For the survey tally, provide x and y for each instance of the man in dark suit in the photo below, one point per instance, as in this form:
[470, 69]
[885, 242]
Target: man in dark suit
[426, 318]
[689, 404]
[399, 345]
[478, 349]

══════════

_WHAT TO DO_: Rewrite all of the rows above with "dark suit" changed to "black suit" at every occurrence, keeping everything else unchanged.

_SOLUTION TO THIS PROBLEM_:
For the survey tally, provide x and y for each instance of the man in black suit in the photo below, one point per instance, as in this form:
[470, 69]
[885, 242]
Target: man in black suit
[426, 318]
[689, 404]
[399, 345]
[478, 349]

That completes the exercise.